Text segment »
Smaller cannabis players expected to struggle in 2020: Analyst
Since the Netherlands decriminalized marijuana in 1976, Amsterdam’s “coffee shops” — which are much more about joints than java — have become a destination for weed lovers from around the globe. But pot has never been fully legalized in the country: You won’t get busted for smoking or selling small quantities, but producing or selling it in bulk remains a legal gray zone. And that’s proving to be a handicap for the Dutch marijuana industry as full legalization speeds ahead elsewhere.
Dutch seeds are considered the gold standard worldwide, and people with ties to the Netherlands are a big part of the global business. But many of the country’s growers say the future lies across the Atlantic, where Canada and 11 U.S. states now allow recreational pot use, and many more states permit medicinal consumption.
“We’ve lost our head start,” says Jair Velleman, a Dutchman who dropped out of high school in 1990 to grow pot for Amsterdam’s coffee shops. He now runs Lbs. Distribution, a California growing operation that he expects to double in size this year, to sales of US$50 million. “In the U.S. I can make money,” he says. “In the Netherlands I’m just considered a nutty cannabis activist.”
Legal cannabis sales in Europe could grow a hundredfold by 2024, to US$39 billion a year, making the region the world’s largest legal market, predicts Prohibition Partners, a consulting firm based in the U.K. The Netherlands will likely remain the biggest producer for the next few years, as medical marijuana will account for the bulk of revenue. But with countries in Europe and beyond poised to open up and allow recreational use, it risks falling behind, says Stephen Murphy, executive director of Prohibition Partners. “The government should take more action if it wants to stay on top of the game.”

Questions »
**a)** List every country named in the article on the Dutch cannabis industry, in order of first mention.
**b)** Proceed with the article on the Dutch cannabis industry, continuing from its final paragraph.

Information »
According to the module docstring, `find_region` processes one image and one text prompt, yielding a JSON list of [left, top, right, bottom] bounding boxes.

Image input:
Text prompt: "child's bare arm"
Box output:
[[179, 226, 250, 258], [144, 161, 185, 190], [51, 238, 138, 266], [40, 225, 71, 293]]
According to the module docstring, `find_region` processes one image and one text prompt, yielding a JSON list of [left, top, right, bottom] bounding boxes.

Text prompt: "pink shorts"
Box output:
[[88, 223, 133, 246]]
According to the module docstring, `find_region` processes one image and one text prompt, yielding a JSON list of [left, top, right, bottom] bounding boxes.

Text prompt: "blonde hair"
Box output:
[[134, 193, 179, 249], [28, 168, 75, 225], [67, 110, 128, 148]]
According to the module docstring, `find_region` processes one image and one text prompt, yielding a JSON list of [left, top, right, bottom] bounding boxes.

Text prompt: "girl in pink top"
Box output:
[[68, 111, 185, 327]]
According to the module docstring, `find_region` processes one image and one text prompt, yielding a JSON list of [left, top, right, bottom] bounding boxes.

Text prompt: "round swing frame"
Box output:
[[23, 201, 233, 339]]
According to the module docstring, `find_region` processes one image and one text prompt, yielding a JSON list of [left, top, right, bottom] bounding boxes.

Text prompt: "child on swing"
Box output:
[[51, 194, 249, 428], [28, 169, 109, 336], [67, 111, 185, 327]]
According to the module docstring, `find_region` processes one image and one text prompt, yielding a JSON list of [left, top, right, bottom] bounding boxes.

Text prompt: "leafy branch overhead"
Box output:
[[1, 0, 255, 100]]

Responses in order »
**a)** the Netherlands, Canada, the U.S., the U.K.

**b)**
Those with ties to the Netherlands who’ve moved away aren’t shy about trumpeting a pedigree from the country — it has, after all, immense expertise in growing marijuana and the strongest national “brand” in the industry. “A Dutch connection gives legitimacy to a product, a kind of sexiness,” says Esther Brans, a Netherlands native who’s creative director at Tumbleweed Dispensaries, a chain of seven pot shops in Colorado that sells seeds and edibles under the Dutch Girl brand. “People think fashion from Italy, cars from Germany, and weed from Holland.”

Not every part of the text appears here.